- Provided entries:
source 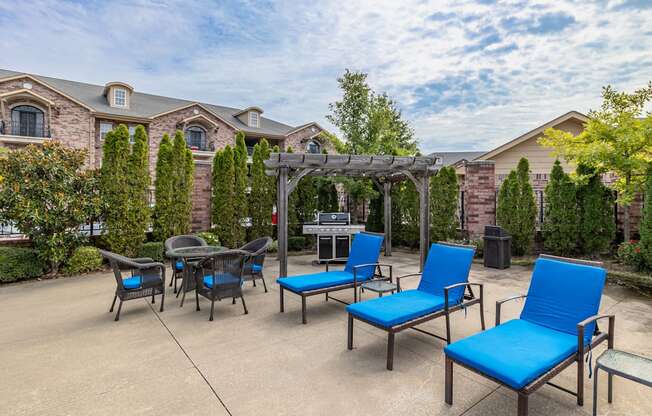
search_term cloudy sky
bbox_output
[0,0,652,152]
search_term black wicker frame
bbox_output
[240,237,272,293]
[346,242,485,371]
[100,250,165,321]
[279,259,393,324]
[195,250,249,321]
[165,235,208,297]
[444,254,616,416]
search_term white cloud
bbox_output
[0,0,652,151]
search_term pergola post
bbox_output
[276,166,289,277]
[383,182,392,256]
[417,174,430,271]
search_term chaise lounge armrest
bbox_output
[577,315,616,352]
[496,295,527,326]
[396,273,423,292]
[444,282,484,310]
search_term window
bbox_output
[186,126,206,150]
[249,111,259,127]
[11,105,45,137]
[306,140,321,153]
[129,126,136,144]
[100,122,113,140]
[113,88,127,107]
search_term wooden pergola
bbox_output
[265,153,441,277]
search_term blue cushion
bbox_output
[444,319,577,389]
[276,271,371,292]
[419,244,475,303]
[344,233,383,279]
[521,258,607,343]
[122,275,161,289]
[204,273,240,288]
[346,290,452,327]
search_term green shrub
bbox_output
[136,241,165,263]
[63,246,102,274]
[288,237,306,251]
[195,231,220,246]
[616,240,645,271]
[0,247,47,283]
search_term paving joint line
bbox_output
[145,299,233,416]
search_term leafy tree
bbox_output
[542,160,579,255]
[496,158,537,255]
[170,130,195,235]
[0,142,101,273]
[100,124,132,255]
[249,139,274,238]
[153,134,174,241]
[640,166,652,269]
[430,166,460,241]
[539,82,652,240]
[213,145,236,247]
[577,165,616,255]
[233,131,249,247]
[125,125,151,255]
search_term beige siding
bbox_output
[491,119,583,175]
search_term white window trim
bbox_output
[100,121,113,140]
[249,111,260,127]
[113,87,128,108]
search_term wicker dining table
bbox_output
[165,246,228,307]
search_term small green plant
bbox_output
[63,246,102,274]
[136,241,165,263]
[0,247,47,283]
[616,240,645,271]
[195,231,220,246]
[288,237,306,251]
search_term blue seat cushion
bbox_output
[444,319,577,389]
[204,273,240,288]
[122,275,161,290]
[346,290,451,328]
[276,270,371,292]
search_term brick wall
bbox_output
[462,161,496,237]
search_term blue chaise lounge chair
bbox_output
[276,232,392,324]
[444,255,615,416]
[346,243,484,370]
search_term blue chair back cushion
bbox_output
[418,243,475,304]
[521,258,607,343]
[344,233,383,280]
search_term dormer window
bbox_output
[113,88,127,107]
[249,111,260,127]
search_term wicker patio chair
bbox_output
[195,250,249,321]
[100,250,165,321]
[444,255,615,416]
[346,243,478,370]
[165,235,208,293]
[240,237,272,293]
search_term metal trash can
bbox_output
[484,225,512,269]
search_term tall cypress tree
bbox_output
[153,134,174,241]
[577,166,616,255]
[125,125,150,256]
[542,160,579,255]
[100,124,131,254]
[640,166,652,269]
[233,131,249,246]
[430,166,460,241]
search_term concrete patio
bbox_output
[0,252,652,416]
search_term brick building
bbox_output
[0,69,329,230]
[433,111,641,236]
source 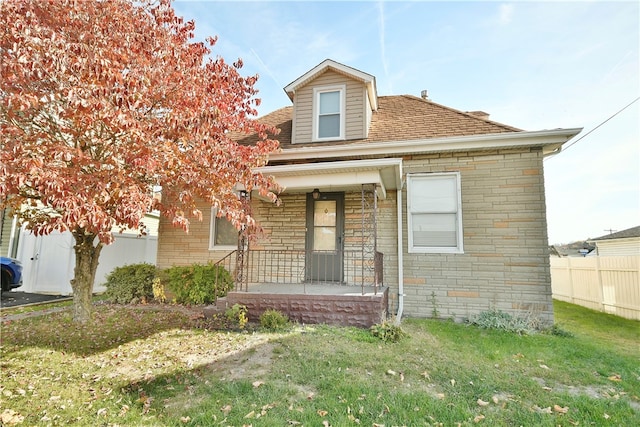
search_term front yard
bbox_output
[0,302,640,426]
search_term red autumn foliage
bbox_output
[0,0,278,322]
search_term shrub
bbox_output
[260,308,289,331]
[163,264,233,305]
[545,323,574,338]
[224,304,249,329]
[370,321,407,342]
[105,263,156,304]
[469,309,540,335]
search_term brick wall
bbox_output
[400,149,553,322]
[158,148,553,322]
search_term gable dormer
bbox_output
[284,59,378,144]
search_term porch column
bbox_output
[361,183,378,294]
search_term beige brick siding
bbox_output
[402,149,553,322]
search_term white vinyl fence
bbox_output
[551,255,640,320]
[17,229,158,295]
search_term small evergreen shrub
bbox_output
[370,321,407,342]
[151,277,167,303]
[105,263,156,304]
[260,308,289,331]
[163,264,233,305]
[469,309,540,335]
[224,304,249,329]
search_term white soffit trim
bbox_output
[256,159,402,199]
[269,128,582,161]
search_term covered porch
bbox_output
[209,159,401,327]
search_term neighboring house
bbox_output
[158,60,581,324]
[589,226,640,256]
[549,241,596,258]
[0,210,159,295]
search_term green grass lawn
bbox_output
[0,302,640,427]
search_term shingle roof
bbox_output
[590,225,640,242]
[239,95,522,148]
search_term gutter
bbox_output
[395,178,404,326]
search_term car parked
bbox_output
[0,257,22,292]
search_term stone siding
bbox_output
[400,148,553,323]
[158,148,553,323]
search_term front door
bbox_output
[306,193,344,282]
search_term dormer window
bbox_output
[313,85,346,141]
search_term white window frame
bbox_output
--
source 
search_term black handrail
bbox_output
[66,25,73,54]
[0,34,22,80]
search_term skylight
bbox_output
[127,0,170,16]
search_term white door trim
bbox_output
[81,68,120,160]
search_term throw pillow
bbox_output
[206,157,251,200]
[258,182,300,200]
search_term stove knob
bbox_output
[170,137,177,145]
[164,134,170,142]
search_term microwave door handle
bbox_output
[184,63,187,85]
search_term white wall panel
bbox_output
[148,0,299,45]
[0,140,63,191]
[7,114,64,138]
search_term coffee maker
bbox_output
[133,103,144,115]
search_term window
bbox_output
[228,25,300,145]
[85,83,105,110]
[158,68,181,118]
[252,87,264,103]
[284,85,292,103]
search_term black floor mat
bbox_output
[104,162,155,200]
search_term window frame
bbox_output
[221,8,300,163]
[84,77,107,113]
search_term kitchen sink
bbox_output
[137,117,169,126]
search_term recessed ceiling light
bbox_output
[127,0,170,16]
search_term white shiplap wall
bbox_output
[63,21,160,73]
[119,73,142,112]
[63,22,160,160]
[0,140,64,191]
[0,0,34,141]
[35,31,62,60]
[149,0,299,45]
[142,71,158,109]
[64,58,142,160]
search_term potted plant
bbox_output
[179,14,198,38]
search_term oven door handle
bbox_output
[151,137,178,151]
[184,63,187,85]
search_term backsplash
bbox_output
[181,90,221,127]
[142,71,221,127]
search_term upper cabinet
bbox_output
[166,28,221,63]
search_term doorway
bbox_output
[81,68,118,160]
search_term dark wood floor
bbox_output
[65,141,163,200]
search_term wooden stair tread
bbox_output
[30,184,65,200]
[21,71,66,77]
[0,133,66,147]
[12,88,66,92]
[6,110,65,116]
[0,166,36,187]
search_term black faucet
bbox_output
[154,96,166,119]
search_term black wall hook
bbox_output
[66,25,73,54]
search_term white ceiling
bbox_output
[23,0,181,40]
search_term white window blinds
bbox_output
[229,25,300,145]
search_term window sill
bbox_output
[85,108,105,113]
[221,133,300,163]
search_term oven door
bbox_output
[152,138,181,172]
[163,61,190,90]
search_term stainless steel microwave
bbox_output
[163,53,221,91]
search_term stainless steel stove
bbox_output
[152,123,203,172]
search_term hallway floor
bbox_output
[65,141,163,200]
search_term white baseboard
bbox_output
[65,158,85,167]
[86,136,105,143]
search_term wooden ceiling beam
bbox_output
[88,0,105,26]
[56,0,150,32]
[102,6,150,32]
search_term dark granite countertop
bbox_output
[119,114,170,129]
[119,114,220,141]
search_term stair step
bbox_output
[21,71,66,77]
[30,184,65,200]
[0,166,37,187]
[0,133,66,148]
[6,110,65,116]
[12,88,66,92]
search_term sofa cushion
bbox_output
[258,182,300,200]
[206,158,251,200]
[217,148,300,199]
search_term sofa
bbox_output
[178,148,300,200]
--
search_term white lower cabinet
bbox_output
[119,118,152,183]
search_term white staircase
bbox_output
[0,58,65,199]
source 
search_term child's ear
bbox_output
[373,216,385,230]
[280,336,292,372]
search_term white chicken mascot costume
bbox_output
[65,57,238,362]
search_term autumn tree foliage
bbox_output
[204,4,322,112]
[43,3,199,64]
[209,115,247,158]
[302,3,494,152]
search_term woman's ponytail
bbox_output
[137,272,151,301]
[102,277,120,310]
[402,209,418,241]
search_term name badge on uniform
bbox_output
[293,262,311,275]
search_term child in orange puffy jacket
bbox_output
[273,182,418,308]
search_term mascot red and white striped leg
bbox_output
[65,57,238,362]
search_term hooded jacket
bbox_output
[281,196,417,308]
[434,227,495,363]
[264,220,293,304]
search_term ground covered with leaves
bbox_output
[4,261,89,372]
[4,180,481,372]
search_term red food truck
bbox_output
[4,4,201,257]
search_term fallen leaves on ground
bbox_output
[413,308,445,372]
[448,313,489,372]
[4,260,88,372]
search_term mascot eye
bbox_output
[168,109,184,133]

- Set problem:
Rewrite the listing from the line with "search_term coffee maker" through the line with "[163,53,221,91]", replacing "white" with "ivory" and leaving everything else unchanged.

- Answer for this exercise:
search_term coffee maker
bbox_output
[133,103,144,115]
search_term window
bbox_output
[228,25,300,145]
[85,83,105,110]
[158,68,181,118]
[252,87,264,103]
[284,85,292,103]
search_term black floor mat
bbox_output
[104,162,155,200]
search_term window frame
bbox_output
[221,8,300,163]
[84,77,107,113]
search_term kitchen sink
bbox_output
[137,117,169,126]
search_term recessed ceiling light
bbox_output
[127,0,170,16]
search_term ivory shiplap wall
bbox_output
[63,21,160,73]
[119,73,142,112]
[63,22,160,160]
[0,140,64,191]
[0,0,34,141]
[35,31,62,60]
[149,0,299,45]
[142,71,158,109]
[64,58,142,160]
search_term potted plant
bbox_output
[179,14,198,38]
search_term oven door handle
bbox_output
[151,137,178,151]
[184,63,187,85]
search_term backsplash
bbox_output
[181,90,221,127]
[142,71,221,127]
search_term upper cabinet
bbox_output
[166,28,221,63]
search_term doorway
bbox_output
[81,68,118,160]
search_term dark wood floor
bbox_output
[65,141,163,200]
search_term wooden stair tread
bbox_output
[30,184,65,200]
[21,71,66,77]
[0,133,66,147]
[12,88,66,92]
[6,110,65,116]
[0,166,36,187]
search_term black faucet
bbox_output
[154,96,166,119]
search_term black wall hook
bbox_output
[66,25,73,54]
search_term ivory ceiling
bbox_output
[23,0,181,40]
search_term ivory window blinds
bbox_output
[229,25,300,145]
search_term window sill
bbox_output
[85,108,105,113]
[221,133,300,163]
search_term oven door
bbox_output
[152,138,181,172]
[163,61,190,90]
search_term stainless steel microwave
bbox_output
[163,53,221,91]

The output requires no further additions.